**Work instructions:** Decide whether each statement agrees with the marriage forum thread below, answering yes or no and quoting the deciding words of the thread. 1. The first poster says the couple argue often. 2. The first poster rarely deletes their own browsing history. 3. The reply from Lon says the first poster's unhappiness comes from the husband's behavior.

**Passage:**
--*--

# Not sure I've ever felt "right" in this marriage.



## Stuckinarut (Oct 11, 2010)

Hello, not sure whether to just continue as things are, or try and do something to change it. Maybe it's gone on too long and "this is it" the way things are. 

Been married a long time, together since our teens. Got teenagers and on the outside life's pretty good. No money worries, both got good jobs, have expensive holidays and live in a nice house. We get along pretty well mostly. 

But to be honest I've never felt "right" in this marriage. I think we married because there was no reason not to and my parents were on to us to set a date. So in some ways it doesn't feel like "forever" so we've done well to last this long. But as I say, things are pretty good really. 

We rarely argue, and are good parents to our kids. But we have secrets from each other. He sits in the corner on his laptop and deletes all his history. We had major issues years ago with us separately chatting to others (of the opposite sex) on the internet. It's never really been resolved. He sees me on the computer a lot (I am a bit of an addict but I do mystery shopping these days, and genealogy research so I have good reason to be online a lot) so he goes on computer too (though rarely on a weekday evening unless I am out) 

I have a "secret" friend online who I feel close to and we have a lot of communication. It won't ever lead to anything, I just see it as a "nice" distraction, but I know it's not right. I hate the fact that my hubby probably has "secret" friends online too. It tears me apart when he's in the corner on the laptop.

We never talk about our computer use to each other, I never (well rarely) delete my history. I can't tell him NOT to do what he's doing if I'm doing it too can I?:scratchhead: 

One day I think I will have a massive argument with him about it, and it could change things forever. But right now, for the sake of a happy life and home and kids, and being able to enjoy a comfortable lifestyle and expensive holidays, I think I will just tolerate this horrible situation I am in.

We have an ok sex life, could be better, he always wants more sex. But with these things going on in my head, I do it, even enjoy it. Is this because he DOES love me? Or just to satisfy a basic need. 

Sorry it's long, but thank you for reading. I have no idea if anything can be put right or not. Some advice would be grateful.


----------



## Lon (Jun 6, 2011)

Stuckinarut said:


> ...I have a "secret" friend online who I feel close to and we have a lot of communication. It won't ever lead to anything, I just see it as a "nice" distraction, but I know it's not right. I hate the fact that my hubby probably has "secret" friends online too. It tears me apart when he's in the corner on the laptop.


You unhappiness is caused from your own projection of your thoughts and feelings... and you can't even tell that this little "nice" distraction is right at the core of it. It is so bad that your own insecurity is fueling you to falsely categorize your own suspicions (of your H having a secret affair) into "fact" (the word you used).

--*--

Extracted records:
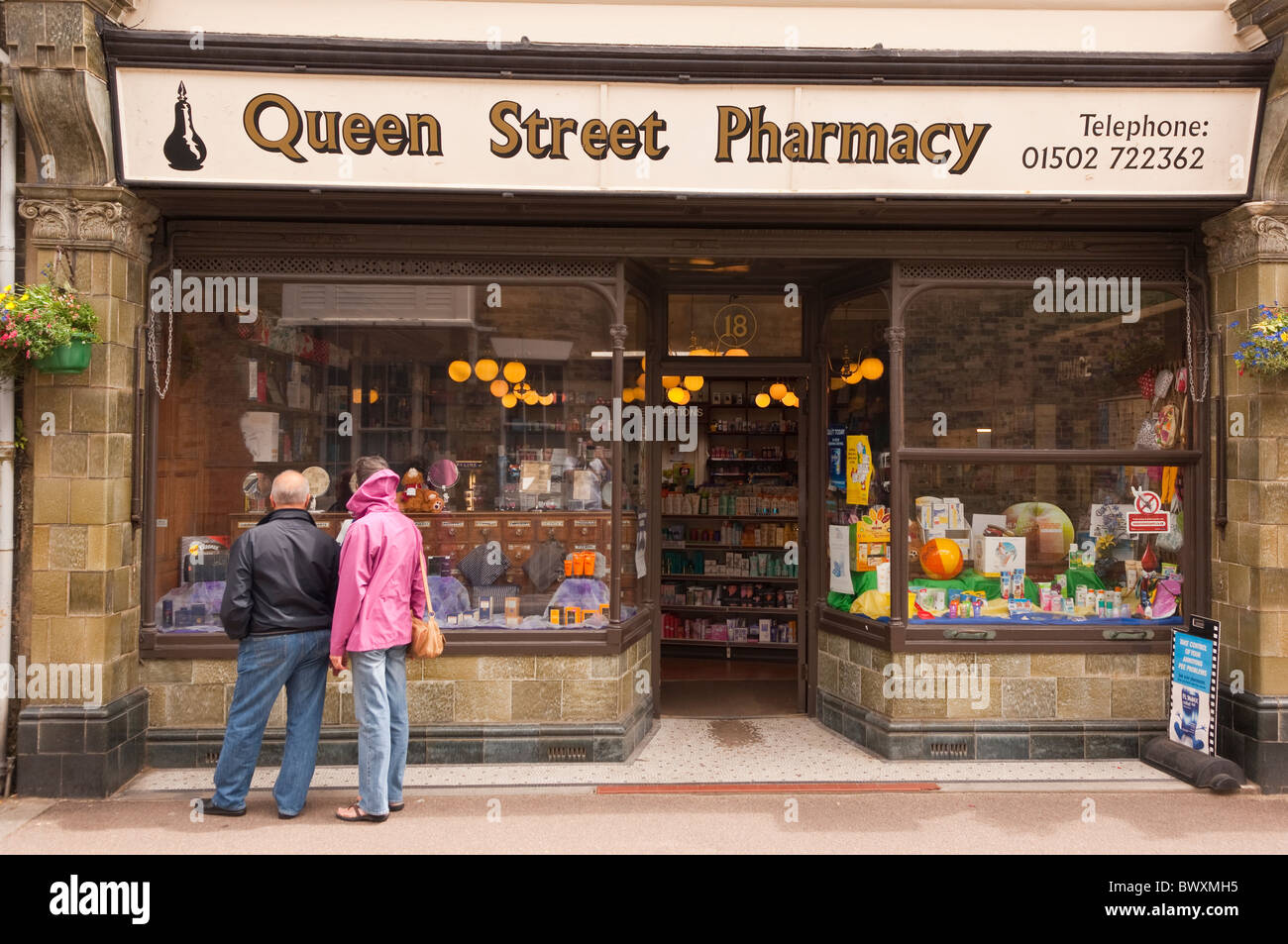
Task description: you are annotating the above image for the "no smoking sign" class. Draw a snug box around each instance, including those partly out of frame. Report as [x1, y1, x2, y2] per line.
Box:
[1127, 492, 1171, 535]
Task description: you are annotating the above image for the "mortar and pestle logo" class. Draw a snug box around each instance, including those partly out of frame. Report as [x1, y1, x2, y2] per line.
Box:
[161, 82, 206, 170]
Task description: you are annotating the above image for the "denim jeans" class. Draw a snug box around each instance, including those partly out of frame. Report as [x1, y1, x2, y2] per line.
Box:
[349, 645, 407, 816]
[214, 630, 331, 816]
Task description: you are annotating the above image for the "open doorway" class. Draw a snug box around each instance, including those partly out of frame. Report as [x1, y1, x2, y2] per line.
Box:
[653, 268, 890, 718]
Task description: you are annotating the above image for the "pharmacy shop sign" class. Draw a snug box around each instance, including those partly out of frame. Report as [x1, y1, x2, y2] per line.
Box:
[113, 67, 1261, 197]
[1167, 615, 1221, 756]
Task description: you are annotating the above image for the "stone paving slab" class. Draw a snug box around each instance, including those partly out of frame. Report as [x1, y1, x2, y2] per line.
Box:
[126, 717, 1190, 793]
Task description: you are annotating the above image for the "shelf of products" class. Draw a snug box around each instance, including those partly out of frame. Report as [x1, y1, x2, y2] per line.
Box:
[662, 613, 798, 649]
[660, 378, 803, 657]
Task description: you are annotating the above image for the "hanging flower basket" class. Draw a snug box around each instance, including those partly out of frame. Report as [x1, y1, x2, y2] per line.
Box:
[0, 273, 102, 377]
[1231, 301, 1288, 377]
[36, 342, 93, 373]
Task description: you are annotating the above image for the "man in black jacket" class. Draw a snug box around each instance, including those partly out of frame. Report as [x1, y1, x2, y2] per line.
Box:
[203, 472, 340, 819]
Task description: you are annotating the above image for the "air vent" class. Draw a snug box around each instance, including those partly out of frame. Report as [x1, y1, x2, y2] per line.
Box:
[280, 282, 474, 326]
[930, 741, 970, 760]
[546, 747, 587, 763]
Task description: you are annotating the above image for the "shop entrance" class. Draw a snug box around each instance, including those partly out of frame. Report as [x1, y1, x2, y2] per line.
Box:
[660, 366, 808, 717]
[648, 268, 889, 718]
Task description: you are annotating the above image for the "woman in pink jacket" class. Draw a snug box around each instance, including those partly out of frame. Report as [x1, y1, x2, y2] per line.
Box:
[331, 456, 426, 823]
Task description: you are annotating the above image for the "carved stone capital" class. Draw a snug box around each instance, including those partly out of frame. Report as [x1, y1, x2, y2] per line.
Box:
[4, 0, 128, 187]
[1203, 202, 1288, 273]
[18, 184, 158, 261]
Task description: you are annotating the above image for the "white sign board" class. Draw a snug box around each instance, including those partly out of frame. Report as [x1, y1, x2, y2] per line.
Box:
[113, 67, 1261, 197]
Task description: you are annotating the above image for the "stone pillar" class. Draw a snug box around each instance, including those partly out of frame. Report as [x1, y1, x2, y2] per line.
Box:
[4, 0, 158, 795]
[1203, 202, 1288, 792]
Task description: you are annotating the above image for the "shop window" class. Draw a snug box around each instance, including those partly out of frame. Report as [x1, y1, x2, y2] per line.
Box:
[905, 286, 1193, 450]
[618, 295, 651, 618]
[834, 464, 1193, 627]
[149, 279, 631, 634]
[666, 291, 802, 358]
[824, 292, 890, 612]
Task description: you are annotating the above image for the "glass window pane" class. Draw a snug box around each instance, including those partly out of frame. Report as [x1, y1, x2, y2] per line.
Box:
[905, 279, 1193, 450]
[881, 465, 1193, 626]
[149, 280, 613, 632]
[667, 295, 802, 357]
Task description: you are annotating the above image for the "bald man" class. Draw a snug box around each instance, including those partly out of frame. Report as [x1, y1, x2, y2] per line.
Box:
[203, 471, 340, 819]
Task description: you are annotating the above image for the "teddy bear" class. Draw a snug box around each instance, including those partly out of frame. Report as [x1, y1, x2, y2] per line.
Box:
[398, 467, 445, 515]
[398, 467, 425, 514]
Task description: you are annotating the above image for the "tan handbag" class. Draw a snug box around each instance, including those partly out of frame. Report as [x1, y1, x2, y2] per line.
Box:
[407, 554, 445, 660]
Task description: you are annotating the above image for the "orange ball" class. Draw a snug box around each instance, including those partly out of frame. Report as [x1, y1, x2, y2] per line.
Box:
[919, 537, 962, 579]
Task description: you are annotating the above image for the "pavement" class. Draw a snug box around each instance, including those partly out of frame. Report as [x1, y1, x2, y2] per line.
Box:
[0, 717, 1288, 854]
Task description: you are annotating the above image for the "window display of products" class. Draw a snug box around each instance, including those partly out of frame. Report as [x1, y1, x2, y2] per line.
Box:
[662, 583, 796, 609]
[662, 614, 796, 645]
[828, 464, 1185, 625]
[662, 522, 800, 549]
[662, 485, 800, 518]
[662, 550, 800, 578]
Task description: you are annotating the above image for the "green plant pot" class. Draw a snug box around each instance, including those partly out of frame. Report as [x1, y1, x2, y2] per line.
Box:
[36, 342, 94, 373]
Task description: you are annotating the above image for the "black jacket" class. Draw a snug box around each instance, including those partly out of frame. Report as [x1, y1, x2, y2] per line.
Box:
[219, 509, 340, 639]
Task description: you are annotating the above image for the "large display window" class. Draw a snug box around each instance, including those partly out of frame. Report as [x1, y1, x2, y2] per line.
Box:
[819, 265, 1206, 641]
[903, 285, 1190, 450]
[837, 464, 1190, 626]
[147, 279, 633, 636]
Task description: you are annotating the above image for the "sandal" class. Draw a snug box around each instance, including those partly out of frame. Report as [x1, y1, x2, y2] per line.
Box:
[353, 795, 407, 812]
[335, 803, 389, 823]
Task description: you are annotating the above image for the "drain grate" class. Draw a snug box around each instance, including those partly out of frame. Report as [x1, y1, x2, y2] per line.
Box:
[546, 747, 587, 763]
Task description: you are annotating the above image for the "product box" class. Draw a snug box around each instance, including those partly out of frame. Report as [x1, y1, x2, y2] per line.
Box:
[944, 528, 975, 561]
[179, 535, 228, 583]
[969, 515, 1006, 567]
[976, 537, 1026, 577]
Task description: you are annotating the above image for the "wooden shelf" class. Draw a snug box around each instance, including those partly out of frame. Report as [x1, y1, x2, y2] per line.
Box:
[658, 602, 800, 622]
[662, 636, 799, 649]
[662, 512, 798, 522]
[661, 574, 800, 584]
[662, 541, 787, 554]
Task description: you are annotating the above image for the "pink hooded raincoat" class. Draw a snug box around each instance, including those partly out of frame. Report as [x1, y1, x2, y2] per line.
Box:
[331, 469, 425, 656]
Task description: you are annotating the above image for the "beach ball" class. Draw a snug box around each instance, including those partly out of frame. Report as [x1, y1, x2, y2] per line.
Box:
[919, 537, 962, 579]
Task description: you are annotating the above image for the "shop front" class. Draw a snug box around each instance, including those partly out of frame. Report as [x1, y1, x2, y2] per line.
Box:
[10, 3, 1288, 789]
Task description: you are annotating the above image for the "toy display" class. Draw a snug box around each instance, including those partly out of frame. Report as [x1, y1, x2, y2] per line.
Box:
[398, 468, 446, 514]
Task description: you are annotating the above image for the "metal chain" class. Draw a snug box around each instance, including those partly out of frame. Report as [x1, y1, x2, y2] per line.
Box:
[149, 297, 174, 399]
[1185, 271, 1212, 403]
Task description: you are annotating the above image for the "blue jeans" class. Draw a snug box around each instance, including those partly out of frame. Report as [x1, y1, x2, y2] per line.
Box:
[349, 645, 407, 816]
[214, 630, 331, 816]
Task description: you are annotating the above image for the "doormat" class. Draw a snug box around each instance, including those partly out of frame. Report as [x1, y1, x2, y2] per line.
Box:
[595, 781, 939, 793]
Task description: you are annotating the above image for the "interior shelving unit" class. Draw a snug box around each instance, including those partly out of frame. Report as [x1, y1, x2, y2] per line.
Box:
[660, 378, 805, 660]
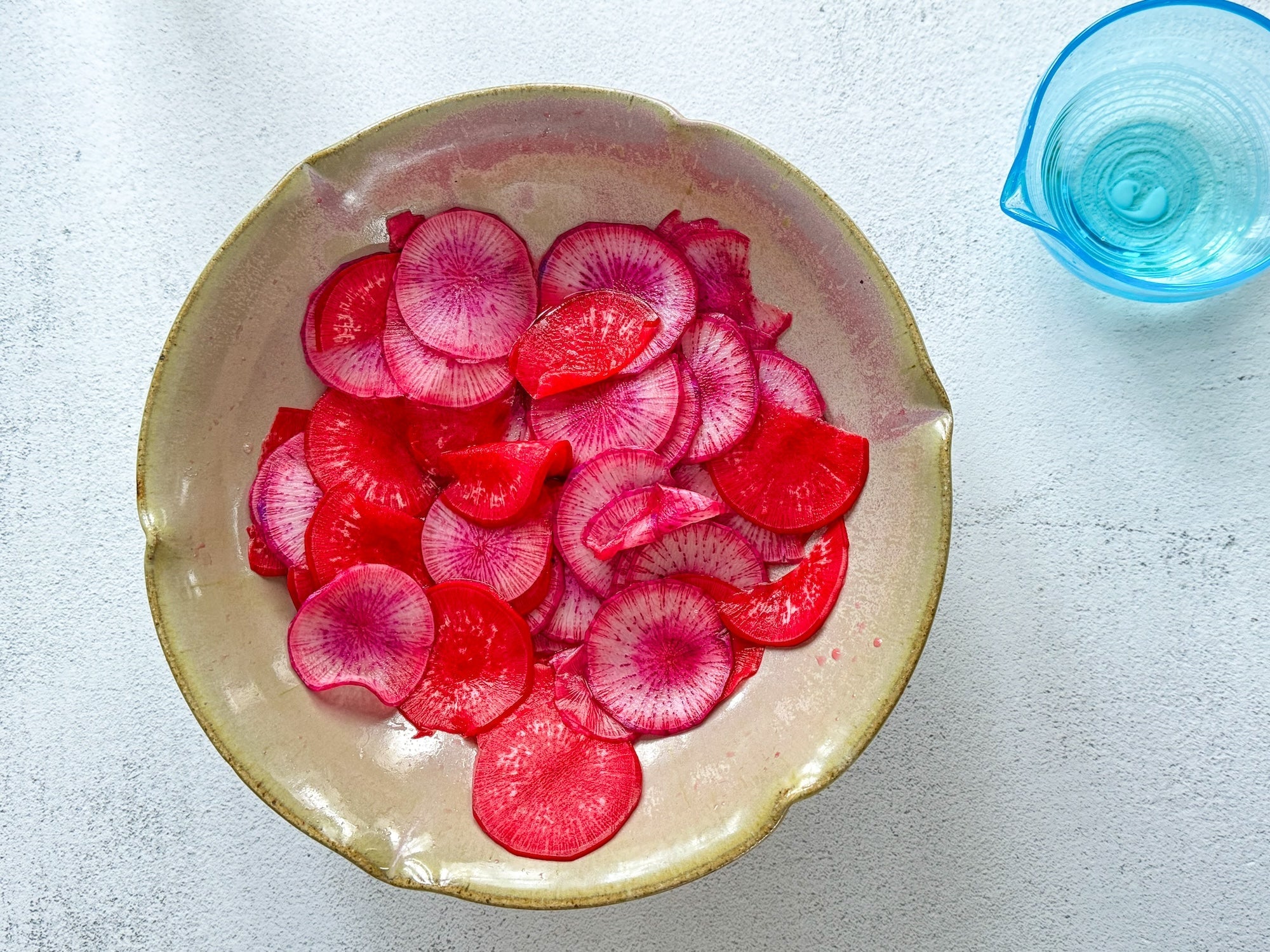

--*--

**Reply:**
1. No: "We rarely argue, and are good parents to our kids."
2. Yes: "I never (well rarely) delete my history."
3. No: "You unhappiness is caused from your own projection of your thoughts and feelings..."